* _EXERCISE BRIEF_
Return, exactly and in full, the lines of the records below starting at the one with "Target: flamingo head" and ending at the one with "Where can the gold", and no other lines.

(Data records)
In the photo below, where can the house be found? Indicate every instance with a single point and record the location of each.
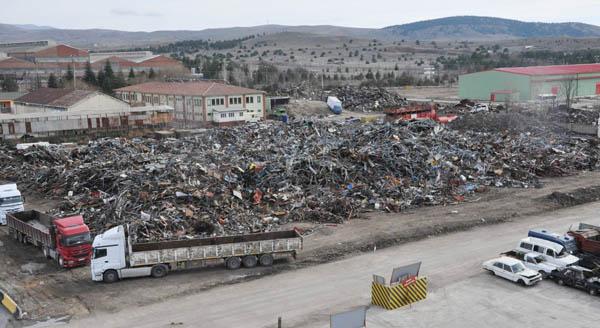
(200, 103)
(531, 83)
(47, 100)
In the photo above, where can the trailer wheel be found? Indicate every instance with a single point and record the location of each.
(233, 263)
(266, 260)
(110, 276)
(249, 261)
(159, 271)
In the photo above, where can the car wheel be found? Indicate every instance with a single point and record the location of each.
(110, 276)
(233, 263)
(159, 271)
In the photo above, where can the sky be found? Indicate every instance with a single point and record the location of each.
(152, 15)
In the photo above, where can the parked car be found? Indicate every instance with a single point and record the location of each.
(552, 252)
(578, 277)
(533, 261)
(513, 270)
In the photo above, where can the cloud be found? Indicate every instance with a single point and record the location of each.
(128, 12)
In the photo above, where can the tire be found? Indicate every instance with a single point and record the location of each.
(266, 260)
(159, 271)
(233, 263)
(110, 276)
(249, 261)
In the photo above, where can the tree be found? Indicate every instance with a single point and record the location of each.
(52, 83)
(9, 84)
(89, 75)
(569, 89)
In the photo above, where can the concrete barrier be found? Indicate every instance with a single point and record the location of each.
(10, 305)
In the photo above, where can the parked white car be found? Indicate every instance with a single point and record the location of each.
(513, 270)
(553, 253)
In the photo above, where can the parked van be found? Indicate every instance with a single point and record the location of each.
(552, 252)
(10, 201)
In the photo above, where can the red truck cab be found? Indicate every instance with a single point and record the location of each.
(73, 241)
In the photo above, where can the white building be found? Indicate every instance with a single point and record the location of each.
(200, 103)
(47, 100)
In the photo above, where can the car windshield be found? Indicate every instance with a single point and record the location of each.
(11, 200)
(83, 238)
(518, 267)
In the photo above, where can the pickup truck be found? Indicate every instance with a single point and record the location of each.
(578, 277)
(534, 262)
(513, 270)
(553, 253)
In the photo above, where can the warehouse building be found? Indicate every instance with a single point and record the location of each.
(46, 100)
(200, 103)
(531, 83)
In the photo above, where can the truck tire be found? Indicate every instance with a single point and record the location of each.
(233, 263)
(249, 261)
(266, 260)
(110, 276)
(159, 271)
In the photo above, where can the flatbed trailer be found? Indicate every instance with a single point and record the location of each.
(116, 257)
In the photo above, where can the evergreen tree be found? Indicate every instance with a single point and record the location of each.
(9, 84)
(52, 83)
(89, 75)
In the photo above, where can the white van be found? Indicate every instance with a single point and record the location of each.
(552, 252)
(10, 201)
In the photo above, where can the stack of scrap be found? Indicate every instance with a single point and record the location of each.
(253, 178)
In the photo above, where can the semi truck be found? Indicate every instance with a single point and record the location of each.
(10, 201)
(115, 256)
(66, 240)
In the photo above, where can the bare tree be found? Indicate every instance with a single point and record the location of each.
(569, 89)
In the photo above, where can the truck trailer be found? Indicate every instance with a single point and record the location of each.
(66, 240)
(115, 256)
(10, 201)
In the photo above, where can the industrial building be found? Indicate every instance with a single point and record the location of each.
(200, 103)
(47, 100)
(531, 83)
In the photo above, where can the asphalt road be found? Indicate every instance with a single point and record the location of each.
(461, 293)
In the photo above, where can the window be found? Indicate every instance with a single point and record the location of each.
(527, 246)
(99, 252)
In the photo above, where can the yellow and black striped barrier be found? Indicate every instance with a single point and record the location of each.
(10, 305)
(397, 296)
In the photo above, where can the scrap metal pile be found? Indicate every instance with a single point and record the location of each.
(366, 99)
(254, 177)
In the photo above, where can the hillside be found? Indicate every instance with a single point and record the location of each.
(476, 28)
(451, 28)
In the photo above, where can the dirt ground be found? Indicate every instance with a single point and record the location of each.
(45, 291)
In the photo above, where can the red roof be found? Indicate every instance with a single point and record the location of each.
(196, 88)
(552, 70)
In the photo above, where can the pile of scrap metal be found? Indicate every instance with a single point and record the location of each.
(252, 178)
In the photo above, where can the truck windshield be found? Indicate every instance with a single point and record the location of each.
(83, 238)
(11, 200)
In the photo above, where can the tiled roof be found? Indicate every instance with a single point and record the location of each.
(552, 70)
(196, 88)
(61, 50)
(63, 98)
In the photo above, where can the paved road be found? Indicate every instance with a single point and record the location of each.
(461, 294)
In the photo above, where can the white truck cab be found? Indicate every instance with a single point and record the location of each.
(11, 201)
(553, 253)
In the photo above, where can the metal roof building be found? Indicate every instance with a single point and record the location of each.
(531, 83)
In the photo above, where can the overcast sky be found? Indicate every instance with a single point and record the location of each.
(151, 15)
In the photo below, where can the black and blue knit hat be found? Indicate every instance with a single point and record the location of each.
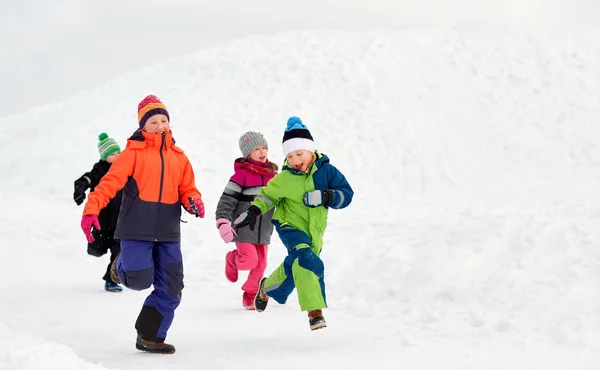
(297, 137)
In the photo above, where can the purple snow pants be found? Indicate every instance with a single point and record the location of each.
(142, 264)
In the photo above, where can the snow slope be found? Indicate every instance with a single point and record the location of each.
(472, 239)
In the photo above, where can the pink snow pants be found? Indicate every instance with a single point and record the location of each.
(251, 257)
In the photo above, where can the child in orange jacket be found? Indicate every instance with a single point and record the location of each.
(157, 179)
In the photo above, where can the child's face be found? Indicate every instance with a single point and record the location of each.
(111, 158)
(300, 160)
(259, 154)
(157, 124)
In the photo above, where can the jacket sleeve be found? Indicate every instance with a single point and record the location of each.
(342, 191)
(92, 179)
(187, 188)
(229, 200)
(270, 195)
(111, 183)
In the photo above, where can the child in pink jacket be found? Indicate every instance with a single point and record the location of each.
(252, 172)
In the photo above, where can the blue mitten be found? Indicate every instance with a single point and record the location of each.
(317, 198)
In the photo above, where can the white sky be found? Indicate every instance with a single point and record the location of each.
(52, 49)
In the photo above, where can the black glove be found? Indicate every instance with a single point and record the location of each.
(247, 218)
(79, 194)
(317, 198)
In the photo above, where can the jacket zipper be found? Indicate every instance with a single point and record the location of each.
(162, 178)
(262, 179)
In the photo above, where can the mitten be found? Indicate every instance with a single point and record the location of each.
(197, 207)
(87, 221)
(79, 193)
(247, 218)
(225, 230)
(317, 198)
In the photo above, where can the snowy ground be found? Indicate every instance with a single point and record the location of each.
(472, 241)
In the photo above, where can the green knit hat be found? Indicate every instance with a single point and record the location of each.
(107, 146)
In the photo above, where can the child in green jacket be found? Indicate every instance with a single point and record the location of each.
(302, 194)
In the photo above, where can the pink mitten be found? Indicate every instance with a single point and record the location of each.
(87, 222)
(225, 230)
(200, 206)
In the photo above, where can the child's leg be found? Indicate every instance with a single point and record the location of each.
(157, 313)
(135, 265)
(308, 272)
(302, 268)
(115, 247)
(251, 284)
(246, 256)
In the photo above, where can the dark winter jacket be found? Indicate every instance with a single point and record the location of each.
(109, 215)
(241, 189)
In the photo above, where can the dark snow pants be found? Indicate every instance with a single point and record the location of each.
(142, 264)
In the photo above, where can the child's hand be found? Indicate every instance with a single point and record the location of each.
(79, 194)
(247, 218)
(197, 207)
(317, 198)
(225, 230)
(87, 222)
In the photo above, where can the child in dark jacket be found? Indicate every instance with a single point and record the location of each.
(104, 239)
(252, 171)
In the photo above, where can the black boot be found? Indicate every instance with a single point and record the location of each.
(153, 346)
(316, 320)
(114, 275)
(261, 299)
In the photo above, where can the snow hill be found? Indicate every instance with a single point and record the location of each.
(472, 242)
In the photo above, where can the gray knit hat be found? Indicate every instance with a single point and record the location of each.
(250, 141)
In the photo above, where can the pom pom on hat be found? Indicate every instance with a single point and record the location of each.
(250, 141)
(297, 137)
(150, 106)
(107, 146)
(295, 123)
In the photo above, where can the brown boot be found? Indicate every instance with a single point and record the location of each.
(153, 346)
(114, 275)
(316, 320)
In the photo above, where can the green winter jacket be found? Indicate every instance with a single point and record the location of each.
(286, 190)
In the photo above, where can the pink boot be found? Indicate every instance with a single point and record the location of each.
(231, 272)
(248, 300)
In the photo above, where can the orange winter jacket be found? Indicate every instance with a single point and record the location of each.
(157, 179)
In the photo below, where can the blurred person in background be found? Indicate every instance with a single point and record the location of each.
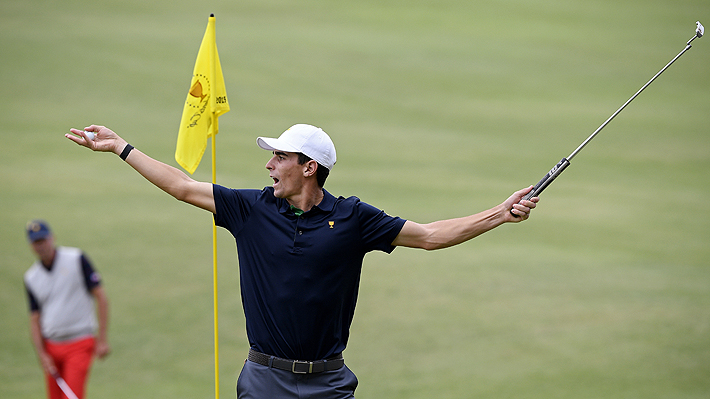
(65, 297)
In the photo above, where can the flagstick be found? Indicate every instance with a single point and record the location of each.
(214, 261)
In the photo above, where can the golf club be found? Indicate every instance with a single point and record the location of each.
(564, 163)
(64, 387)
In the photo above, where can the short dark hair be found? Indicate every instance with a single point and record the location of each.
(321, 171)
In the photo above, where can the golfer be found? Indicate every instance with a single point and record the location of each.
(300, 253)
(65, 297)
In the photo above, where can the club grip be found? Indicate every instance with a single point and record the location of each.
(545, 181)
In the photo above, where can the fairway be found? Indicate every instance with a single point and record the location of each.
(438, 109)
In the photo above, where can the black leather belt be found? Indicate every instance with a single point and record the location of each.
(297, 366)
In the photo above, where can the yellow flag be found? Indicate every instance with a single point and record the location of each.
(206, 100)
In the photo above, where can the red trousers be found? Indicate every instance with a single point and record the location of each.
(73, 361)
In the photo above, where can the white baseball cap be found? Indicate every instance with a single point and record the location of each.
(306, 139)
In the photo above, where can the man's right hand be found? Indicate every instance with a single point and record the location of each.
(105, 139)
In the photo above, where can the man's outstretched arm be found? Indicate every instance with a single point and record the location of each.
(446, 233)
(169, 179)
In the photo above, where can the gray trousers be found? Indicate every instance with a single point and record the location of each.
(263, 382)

==

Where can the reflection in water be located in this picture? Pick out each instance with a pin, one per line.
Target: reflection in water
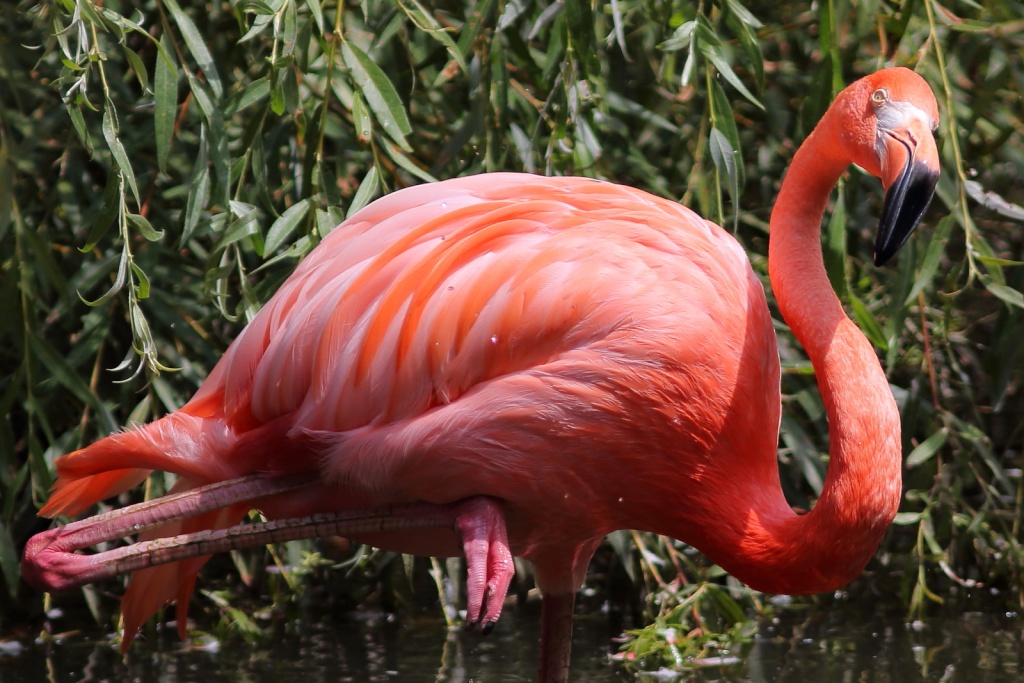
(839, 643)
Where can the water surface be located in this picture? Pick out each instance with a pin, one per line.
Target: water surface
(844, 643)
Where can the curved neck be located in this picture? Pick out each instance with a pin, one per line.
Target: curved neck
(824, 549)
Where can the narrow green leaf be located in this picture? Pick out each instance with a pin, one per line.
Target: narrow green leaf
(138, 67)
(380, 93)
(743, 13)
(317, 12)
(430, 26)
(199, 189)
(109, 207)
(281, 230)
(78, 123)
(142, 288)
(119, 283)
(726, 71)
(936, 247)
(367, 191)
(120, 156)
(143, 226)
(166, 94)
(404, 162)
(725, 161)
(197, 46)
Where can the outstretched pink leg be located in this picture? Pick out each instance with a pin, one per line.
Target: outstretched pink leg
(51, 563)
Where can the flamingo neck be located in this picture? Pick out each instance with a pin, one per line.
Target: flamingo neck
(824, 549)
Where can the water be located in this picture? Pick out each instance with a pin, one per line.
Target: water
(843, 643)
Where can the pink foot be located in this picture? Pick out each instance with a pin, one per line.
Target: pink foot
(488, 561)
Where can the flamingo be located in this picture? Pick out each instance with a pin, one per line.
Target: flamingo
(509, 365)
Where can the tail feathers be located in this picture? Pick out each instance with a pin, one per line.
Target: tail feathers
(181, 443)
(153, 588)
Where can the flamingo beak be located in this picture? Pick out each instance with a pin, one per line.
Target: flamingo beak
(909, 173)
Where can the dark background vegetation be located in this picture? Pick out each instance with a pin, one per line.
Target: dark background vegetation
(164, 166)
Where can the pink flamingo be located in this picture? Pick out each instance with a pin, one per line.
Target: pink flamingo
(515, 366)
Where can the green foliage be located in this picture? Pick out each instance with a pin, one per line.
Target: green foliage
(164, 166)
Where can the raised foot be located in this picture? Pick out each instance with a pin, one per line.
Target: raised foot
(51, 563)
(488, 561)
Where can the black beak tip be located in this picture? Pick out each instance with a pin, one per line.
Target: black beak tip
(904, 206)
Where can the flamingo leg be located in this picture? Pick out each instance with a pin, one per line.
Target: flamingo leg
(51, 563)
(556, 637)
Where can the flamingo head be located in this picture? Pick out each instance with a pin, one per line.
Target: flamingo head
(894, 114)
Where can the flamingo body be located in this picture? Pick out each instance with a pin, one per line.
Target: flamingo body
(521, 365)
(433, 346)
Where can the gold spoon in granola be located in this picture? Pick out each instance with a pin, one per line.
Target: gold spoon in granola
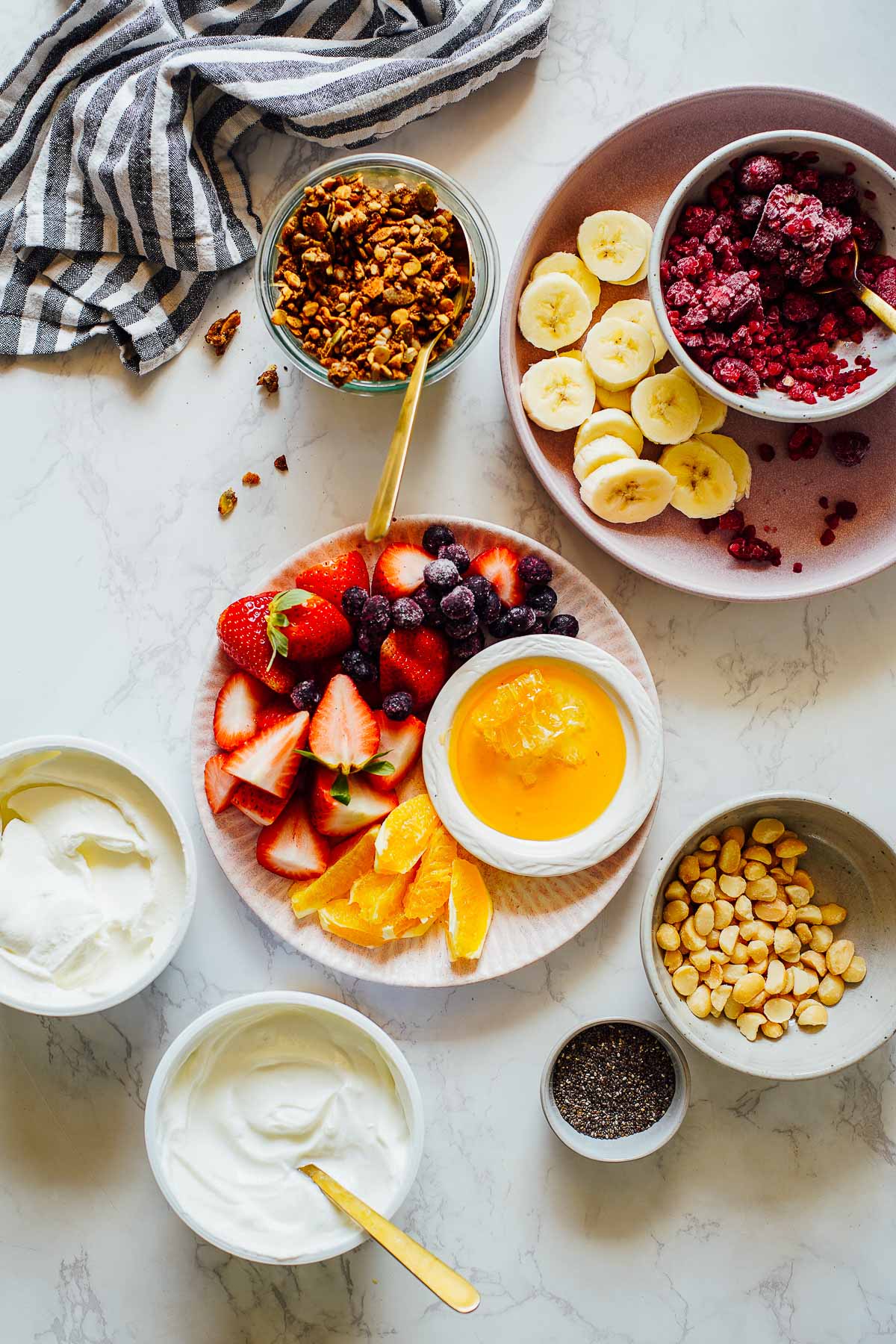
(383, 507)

* _YOUR SOLUTION_
Target: flamingo head
(894, 114)
Where can the flamingo body be located in this picture? Pick out each instance with a pin, one per line.
Target: flamingo body
(521, 365)
(433, 346)
Where can the gold spoon in granola be located in this picture? Pick out each instance with a pin, one per line.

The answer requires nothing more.